(begin)

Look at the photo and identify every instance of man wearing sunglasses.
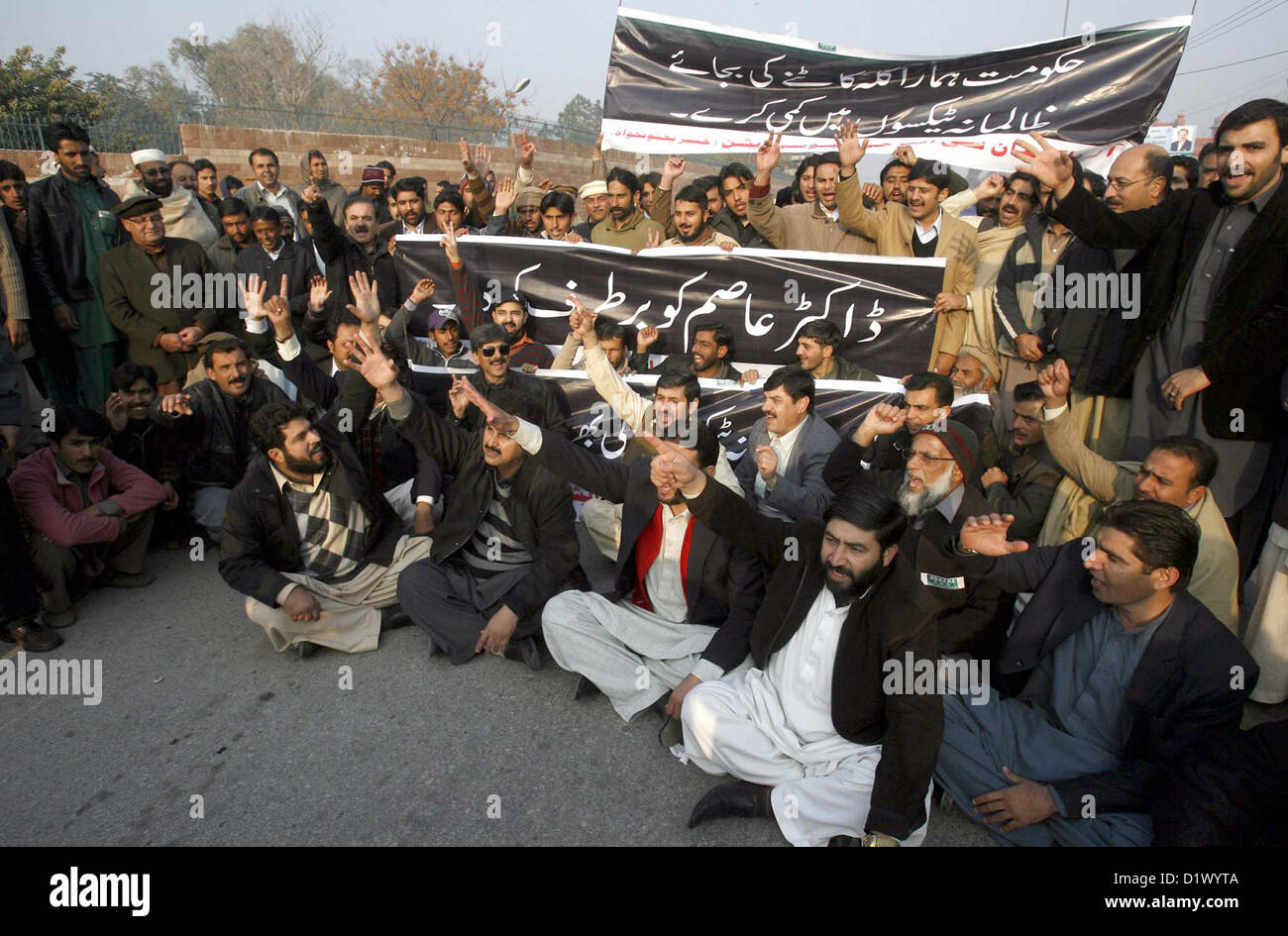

(end)
(begin)

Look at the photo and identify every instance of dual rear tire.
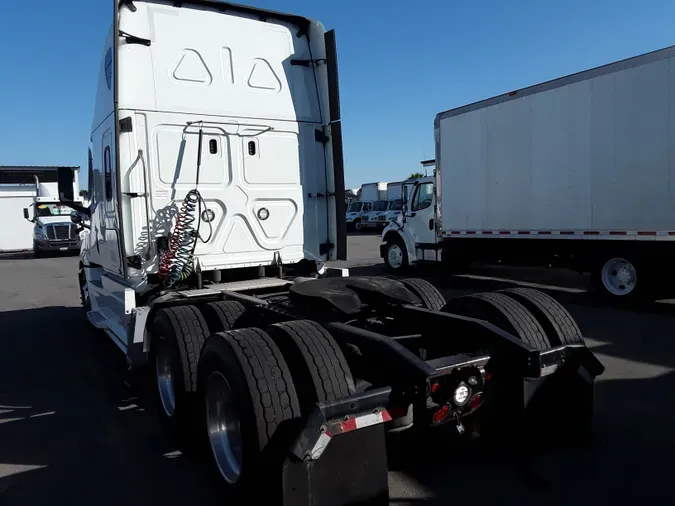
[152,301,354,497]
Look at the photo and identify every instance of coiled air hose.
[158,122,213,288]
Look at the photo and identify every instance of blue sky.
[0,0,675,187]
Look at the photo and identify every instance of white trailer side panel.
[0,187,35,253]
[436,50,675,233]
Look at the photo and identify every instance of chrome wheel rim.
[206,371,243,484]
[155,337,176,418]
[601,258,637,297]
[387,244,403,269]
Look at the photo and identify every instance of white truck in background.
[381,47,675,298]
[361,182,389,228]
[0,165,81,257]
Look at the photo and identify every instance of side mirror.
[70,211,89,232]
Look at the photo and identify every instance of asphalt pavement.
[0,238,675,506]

(end)

» BRIEF
Rewrite only the part of the data that opens with the line containing "Look at the photo and identify every instance of white trailer" and closes with the line containing "[0,165,81,257]". Replace "chrome wheel rim" with "alloy wheel rim" and leave everything else unchanged.

» COMPLETE OUTPUT
Look at the photo and identify every instance of white trailer side panel.
[0,187,35,253]
[436,50,675,233]
Look at the photo and identify every instance of alloy wheel rim.
[206,371,243,484]
[155,337,176,418]
[601,258,637,297]
[387,244,403,269]
Look at the photo and identify every instance of white truck in background.
[381,47,675,298]
[361,182,389,228]
[0,165,81,257]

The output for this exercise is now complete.